### Task prompt:
The whole listing is to be restated word for word with no images.

### Data records:
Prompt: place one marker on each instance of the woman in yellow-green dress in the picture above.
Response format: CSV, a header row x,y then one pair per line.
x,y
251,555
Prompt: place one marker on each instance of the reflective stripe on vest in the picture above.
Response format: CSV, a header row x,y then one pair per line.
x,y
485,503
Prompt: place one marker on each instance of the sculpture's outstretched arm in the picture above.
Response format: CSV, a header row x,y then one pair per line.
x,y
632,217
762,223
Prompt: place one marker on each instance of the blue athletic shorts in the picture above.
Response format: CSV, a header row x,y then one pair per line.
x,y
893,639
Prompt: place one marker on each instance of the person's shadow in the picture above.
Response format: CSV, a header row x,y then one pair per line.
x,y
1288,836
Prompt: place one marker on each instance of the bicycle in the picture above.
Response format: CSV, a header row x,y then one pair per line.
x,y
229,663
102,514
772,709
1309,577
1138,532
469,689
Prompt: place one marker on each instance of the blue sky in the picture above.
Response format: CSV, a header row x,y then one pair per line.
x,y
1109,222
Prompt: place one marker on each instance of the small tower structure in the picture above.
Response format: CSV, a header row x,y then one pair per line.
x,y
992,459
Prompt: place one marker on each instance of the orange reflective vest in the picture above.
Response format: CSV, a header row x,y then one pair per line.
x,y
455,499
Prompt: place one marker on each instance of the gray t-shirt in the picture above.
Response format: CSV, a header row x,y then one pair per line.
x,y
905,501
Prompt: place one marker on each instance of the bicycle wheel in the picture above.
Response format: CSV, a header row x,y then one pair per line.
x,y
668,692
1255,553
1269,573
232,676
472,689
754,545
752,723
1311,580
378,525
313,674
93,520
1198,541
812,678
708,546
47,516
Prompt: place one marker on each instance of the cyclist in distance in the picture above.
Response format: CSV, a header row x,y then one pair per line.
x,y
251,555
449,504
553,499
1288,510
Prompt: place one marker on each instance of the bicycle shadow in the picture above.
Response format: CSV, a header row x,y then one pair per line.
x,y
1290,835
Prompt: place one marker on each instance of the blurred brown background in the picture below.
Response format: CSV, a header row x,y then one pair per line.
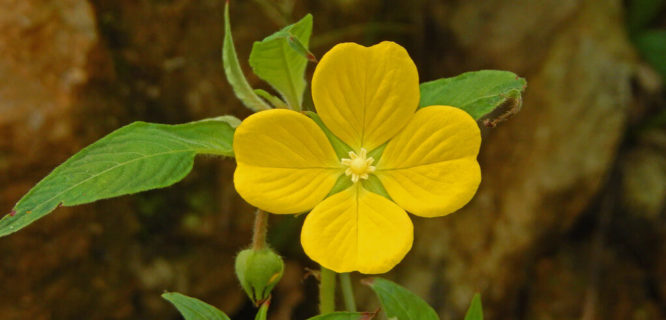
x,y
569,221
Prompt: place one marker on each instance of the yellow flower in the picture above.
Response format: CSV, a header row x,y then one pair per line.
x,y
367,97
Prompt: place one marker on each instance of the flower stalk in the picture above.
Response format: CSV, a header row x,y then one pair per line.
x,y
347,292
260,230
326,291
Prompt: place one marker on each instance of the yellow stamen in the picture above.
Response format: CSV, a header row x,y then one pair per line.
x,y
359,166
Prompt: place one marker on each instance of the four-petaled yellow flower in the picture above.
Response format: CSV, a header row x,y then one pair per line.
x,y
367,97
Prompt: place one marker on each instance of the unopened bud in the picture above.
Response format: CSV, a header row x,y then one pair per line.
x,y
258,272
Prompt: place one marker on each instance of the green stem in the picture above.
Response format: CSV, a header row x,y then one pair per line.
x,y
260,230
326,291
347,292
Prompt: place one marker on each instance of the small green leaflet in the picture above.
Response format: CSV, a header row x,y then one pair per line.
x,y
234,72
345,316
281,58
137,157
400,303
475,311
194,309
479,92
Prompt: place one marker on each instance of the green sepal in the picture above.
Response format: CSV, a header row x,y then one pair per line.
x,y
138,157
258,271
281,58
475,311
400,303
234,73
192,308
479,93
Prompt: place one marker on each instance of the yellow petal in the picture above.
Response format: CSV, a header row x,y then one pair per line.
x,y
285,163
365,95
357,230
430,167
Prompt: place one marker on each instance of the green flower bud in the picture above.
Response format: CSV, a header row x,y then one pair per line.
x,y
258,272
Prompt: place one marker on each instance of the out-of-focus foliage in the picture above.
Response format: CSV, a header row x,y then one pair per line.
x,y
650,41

### Task output:
Prompt: place one marker on each instance of the woman in yellow-green dress in the picture above.
Response format: CSV, a header row x,y then one pair per line.
x,y
251,555
Prompt: place one marker on each instance of the reflective stripe on vest in the picture above.
Response format: CSV, a header row x,y then one pair per line.
x,y
485,503
Prompt: place one marker on each instance of the sculpture's outstretched arm in the picture above.
Response format: CSV, a header row x,y then one pair per line.
x,y
632,217
762,223
Prompt: place one marker on each instance of the blue athletic shorts in the picture above.
Response format: CSV, a header row x,y then one pair per line.
x,y
893,639
Prompt: place one marker on each instance of the person's shadow in the picture above.
Response format: CSV, a header row x,y then one pair per line.
x,y
1288,836
Prompt: place one marker on each instance of the bicycle in the picture above.
Response format: CSV, a header row x,y then one pair per line.
x,y
229,663
102,514
772,709
1309,577
1138,532
469,689
Prompt: place one marker on each instance of the blue sky in the picture above.
Response format: CSV, a header row x,y then one pair per line.
x,y
1109,222
Prompt: place one marker on each instance of the small tower structure in the picture above.
Response format: CSV, a header row x,y then one pair per line.
x,y
992,459
Prompt: place one marker on each instance of the orange reflective vest in the picture above.
Response format: CSV, a header row x,y then one pair per line.
x,y
455,499
Prompt: place one marker on each instance of the gray t-shirt in the picture above.
Response format: CSV, a header row x,y then one pair per line.
x,y
905,501
Prompt: place one marker on each instance of the bicycle wheel in the picture above.
Response format: CSV, a header row x,y then one pair per line.
x,y
668,692
1255,553
1269,573
232,676
472,689
754,545
752,723
1311,580
378,525
313,674
93,520
1198,541
812,678
708,546
47,516
Prompt: place one marker on each instance of the cyclist in distance in the picture above.
Response format: CSV, a header row x,y then one pair per line.
x,y
251,555
449,504
553,499
1288,510
Prompt: place one marker on each instance of the bicycle shadow in the picture above.
Response format: CSV, a header row x,y then one pair per line.
x,y
1290,835
Prompt: place one marker on each instance of the blurred brown background in the picture below.
Response format: CSV, a header row x,y then one pair per line.
x,y
569,221
Prompt: place one marker on each instance of the yellow flower in the picture above.
Response format: CSV, a header row x,y then one pair per line.
x,y
367,97
Prompt: place one marker on each instance of the flower stalk in the picture above.
Response format: CSV, a header row x,y then one pair per line.
x,y
347,292
260,230
326,291
Prompt: place one marker on each instance of the yellow stamen in the picture above.
Response format: CSV, a header row x,y then one pair per line.
x,y
359,166
Prompt: place one marker on each instance of the four-petaled yellow flower in the picture above.
Response format: CSV, a header row x,y then one pair per line.
x,y
367,97
Prompt: place one marker on each instance of the unopened bud in the picture above.
Response format: CSV, a header row x,y then one pair per line.
x,y
258,272
Prompt: place one marker on each instance of the green stem in the picture above.
Response format: CSV, a header row x,y then one pair per line.
x,y
260,230
326,291
347,292
Prompt: place one marker on each instance of the small green leaflet in the picture above.
Response format: CSV, a header row x,y then one pair per line.
x,y
234,72
345,316
281,58
137,157
400,303
475,311
194,309
479,92
Prompt: place one marker on each instance of the green sepal in the picture above.
Response format: CSV, a header row x,y then one pair per line.
x,y
138,157
258,271
281,58
475,311
400,303
234,73
192,308
479,93
Prompt: place one marker on each instance of the yellow petal in the picture above.
Response format: CSV, a header row x,y then one pair per line.
x,y
285,163
365,95
357,230
430,167
Prompt: place one marker on each instance of the green flower bud in the picture above.
Response format: CSV, a header row x,y then one pair per line.
x,y
258,272
Prompt: place one marker on each instance of the out-of-focus foliage in the picture above.
Response format: CSV, a header row x,y then one pair per line.
x,y
650,41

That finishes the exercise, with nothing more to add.